Work required: Please return everything from "It's often something" down to "look at it." in the text below about remarks overheard in public, word for word.

##### Text shown #####

Now, we have eavesdropping, meaning "to listen secretly to what is said in public," and Redditors have heard some pretty f*cked up things in public.
It's often something in passing that seems completely inappropriate even in the right context.
Redditor everlovingburns asked:
"What’s the most f*cked up thing you’ve overheard someone say in public?"
Here are some of the best - or worst - comments depending on how you look at it.
Cussing out a 12-year-old.
"Heard a woman quietly cussing out her daughter at a train station, calling her a b*tch and a sl*t. Daughter couldn't have been older than 12. She was just taking it in. Staring straight ahead, completely silent."
"People wonder why their kids just leave them to die alone and never contact them again as soon as they can leave."
"My mam has done something similar in a really busy train station and pushed me against the wall. No one helped. They just watched it happen and it's a moment that sits in my head rent free. There's plenty of other things she's done and she wonders why we aren't close."
Jim pooped on her lawn.
"'Listen I know Jim is homeless but that doesn't mean he can sh*t on my lawn.'"
"'I'll talk to him.'"
"I'm not homeless, the world is my home! And your yard is my bathroom."
Not the most scientifically accurate statement.
"I was on a Greyhound. A guy a few rows back was loudly talking on the phone about his cheating ex-girlfriend who said she was pregnant. He said that he knew she was lying because she has AIDS and everyone knows that when a person with AIDS gets pregnant, 'The AIDS eats the baby.'"
"Honestly greyhounds are absolutely wild for the stuff you’ll overhear. Entertaining and traumatic in one cheap ticket."
Admitted to killing the dog.
"Woman on her phone calmly telling her boyfriend that she was the one who gave his dogs antifreeze and that he was a wuss for crying over them dying."
"I'm not saying she should've been hit by a car, I'm just saying I would understand if it happened."
"My daughter just had a baby, I must go over and visit.. and poison their dog."
"Is that the lady from the anti freeze in the other comment?"
"Think we solved a few mysteries here on Reddit today."

##### Supplied records #####

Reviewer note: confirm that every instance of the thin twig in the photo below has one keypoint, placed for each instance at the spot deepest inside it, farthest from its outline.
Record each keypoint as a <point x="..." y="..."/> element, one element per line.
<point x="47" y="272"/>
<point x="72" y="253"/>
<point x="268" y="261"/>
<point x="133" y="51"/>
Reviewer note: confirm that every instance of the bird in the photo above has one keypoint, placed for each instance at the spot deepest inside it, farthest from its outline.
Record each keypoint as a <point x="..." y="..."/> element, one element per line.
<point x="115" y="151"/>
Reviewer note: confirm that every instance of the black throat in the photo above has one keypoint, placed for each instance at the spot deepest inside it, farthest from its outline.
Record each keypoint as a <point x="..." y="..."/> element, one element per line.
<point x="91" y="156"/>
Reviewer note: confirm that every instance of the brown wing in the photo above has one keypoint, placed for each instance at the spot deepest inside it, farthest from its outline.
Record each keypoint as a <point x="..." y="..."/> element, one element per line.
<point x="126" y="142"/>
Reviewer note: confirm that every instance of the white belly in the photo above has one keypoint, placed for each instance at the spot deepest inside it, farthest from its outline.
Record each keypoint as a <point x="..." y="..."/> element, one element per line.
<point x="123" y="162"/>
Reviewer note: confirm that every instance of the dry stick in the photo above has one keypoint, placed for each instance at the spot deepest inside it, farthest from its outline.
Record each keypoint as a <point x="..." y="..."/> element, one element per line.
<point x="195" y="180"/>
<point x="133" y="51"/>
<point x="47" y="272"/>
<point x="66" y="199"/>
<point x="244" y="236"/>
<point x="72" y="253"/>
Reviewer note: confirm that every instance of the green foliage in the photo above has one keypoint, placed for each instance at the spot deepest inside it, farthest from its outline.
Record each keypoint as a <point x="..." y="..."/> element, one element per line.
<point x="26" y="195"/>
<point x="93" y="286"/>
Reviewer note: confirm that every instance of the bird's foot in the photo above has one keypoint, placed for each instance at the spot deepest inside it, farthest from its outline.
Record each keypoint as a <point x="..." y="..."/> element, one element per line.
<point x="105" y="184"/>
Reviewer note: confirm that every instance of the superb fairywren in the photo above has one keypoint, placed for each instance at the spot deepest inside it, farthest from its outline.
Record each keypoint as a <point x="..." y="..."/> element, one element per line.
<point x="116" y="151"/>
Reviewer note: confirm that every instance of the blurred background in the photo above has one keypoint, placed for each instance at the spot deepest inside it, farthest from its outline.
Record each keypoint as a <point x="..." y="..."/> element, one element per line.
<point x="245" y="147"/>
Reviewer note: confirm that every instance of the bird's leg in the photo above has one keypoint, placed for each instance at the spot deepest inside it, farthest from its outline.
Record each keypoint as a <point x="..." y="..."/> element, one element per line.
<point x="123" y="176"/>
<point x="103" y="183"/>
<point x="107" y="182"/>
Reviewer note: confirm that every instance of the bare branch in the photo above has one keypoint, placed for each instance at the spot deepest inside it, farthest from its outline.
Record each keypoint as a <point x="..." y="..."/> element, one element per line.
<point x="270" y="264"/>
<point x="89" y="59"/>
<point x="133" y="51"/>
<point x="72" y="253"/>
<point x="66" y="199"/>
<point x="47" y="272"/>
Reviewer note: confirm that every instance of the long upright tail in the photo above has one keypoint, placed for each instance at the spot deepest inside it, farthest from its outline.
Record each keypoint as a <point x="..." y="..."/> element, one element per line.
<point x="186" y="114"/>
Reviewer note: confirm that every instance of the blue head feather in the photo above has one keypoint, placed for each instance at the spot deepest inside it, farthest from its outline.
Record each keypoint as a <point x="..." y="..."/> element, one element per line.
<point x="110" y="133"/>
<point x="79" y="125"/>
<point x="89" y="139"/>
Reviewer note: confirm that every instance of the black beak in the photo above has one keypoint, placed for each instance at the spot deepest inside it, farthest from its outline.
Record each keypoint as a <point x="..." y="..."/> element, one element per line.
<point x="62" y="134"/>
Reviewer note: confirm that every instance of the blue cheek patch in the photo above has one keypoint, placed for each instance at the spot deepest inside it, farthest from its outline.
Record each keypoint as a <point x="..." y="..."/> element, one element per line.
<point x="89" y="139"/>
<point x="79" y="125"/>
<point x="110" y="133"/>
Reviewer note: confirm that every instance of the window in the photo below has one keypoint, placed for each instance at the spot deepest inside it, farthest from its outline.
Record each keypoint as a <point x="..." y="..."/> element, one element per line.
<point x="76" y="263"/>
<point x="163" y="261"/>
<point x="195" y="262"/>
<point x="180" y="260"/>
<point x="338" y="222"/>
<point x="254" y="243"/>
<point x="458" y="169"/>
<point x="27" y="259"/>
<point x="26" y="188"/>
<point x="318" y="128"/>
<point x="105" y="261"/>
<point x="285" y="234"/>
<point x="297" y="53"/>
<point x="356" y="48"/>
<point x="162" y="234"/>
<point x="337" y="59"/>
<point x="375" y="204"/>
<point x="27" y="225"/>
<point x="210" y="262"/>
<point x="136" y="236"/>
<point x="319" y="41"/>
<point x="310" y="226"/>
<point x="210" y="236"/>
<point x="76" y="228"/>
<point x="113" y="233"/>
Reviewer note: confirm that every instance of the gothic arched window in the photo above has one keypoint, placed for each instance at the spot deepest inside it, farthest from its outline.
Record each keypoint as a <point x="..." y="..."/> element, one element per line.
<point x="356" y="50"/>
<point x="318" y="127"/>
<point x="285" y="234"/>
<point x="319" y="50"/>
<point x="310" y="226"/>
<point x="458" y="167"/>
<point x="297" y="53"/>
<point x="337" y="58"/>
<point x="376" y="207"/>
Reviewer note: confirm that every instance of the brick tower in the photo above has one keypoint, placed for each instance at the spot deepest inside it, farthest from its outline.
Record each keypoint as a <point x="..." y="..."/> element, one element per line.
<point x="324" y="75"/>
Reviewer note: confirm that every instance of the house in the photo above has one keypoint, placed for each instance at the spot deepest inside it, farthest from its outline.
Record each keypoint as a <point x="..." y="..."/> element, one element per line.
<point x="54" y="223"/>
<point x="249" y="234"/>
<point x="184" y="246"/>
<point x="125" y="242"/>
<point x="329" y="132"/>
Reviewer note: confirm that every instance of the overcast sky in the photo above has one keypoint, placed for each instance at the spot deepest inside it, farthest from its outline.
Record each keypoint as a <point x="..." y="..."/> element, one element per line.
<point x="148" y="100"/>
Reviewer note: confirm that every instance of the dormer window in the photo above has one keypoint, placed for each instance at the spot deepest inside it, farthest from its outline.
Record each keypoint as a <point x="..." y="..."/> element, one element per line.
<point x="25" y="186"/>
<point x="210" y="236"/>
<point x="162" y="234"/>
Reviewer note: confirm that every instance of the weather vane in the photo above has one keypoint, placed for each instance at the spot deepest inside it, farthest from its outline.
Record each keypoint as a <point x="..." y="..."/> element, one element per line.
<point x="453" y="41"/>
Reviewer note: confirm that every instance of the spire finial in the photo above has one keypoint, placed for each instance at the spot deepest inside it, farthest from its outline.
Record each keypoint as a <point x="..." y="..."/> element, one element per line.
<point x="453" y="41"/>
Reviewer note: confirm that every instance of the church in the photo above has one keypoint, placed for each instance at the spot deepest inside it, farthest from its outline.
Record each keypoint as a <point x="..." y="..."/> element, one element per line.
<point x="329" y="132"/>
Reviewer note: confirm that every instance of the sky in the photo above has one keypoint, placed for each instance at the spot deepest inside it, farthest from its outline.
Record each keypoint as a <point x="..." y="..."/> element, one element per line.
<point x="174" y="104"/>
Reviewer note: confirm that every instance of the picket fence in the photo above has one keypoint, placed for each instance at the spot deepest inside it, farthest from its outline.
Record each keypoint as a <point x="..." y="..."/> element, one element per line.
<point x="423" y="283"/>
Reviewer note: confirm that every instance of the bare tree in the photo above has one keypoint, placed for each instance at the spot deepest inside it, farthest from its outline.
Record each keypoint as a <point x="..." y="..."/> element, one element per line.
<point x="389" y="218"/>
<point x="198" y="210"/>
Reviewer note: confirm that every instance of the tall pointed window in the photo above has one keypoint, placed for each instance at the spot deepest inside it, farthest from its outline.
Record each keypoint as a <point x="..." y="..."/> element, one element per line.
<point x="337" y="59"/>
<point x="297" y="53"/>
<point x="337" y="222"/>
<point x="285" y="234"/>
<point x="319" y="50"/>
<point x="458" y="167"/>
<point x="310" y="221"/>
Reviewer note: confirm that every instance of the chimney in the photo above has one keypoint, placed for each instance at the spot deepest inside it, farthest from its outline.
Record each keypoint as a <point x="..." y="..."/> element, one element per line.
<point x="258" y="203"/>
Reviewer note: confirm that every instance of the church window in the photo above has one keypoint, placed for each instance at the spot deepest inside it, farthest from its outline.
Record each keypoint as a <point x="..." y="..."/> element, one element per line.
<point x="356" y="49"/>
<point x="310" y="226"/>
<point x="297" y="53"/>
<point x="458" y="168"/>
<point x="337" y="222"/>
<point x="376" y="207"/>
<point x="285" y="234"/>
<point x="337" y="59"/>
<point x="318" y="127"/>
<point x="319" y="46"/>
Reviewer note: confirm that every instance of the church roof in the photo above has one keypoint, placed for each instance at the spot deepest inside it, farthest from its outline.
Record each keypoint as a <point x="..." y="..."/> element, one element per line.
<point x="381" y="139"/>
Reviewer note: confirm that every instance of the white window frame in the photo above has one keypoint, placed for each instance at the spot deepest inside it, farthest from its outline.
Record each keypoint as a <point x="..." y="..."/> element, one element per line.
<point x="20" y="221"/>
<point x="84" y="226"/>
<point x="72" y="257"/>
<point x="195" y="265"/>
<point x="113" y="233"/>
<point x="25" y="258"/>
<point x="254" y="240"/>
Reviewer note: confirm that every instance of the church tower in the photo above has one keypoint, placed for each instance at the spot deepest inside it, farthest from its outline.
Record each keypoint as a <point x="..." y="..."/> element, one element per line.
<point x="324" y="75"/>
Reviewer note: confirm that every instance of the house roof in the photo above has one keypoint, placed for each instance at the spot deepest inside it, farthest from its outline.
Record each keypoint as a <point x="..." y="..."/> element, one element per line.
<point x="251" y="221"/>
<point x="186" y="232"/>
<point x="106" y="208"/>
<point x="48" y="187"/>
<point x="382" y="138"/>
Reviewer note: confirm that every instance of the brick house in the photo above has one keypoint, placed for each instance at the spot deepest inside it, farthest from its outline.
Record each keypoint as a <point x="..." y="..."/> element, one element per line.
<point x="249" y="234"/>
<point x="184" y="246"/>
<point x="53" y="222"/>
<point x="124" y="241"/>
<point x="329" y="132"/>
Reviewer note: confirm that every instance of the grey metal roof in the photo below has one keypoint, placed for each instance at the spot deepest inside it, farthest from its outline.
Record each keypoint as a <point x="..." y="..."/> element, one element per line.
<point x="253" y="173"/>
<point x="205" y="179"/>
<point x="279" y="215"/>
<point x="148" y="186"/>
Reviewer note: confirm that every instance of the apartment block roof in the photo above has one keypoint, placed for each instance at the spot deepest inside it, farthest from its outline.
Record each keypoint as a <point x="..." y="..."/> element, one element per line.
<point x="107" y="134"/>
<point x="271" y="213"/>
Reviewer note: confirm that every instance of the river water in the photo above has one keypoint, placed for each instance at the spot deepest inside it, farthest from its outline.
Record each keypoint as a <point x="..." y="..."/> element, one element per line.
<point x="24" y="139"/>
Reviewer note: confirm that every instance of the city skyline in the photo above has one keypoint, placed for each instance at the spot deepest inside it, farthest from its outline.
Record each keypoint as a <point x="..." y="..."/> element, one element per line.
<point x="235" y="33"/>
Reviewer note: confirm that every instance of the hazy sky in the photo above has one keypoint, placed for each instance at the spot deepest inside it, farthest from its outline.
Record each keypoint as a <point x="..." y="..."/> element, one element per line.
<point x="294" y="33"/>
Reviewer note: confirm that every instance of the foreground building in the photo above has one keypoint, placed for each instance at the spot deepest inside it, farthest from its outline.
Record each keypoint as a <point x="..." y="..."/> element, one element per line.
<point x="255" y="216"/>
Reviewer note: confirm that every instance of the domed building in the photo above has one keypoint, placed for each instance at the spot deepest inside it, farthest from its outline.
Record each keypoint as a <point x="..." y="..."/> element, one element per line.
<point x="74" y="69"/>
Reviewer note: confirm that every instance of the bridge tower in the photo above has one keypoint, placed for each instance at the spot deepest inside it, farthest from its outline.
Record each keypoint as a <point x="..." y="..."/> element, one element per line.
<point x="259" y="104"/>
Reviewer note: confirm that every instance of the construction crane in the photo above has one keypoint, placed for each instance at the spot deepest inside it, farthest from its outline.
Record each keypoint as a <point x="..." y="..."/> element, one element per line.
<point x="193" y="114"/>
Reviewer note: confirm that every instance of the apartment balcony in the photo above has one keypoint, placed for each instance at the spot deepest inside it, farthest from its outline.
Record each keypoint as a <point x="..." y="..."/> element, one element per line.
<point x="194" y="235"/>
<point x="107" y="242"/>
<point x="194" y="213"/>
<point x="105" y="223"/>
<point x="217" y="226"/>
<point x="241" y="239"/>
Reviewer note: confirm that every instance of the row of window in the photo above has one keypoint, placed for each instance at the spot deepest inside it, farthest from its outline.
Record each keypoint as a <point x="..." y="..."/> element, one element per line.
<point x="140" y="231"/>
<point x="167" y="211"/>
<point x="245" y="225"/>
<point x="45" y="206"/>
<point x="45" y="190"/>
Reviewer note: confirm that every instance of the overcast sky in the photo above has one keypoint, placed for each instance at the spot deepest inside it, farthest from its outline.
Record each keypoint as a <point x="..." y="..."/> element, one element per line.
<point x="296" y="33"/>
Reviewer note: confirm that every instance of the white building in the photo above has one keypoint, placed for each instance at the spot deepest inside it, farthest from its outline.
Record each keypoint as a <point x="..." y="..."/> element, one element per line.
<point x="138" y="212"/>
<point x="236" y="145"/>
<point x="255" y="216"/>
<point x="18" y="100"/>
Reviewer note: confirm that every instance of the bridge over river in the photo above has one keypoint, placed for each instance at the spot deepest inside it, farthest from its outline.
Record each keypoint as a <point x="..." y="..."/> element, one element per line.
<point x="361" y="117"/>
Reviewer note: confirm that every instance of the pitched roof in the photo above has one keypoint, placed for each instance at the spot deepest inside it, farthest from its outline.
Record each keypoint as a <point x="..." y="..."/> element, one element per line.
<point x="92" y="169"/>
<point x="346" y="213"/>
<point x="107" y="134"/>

#####

Answer box:
It's often something in passing that seems completely inappropriate even in the right context.
Redditor everlovingburns asked:
"What’s the most f*cked up thing you’ve overheard someone say in public?"
Here are some of the best - or worst - comments depending on how you look at it.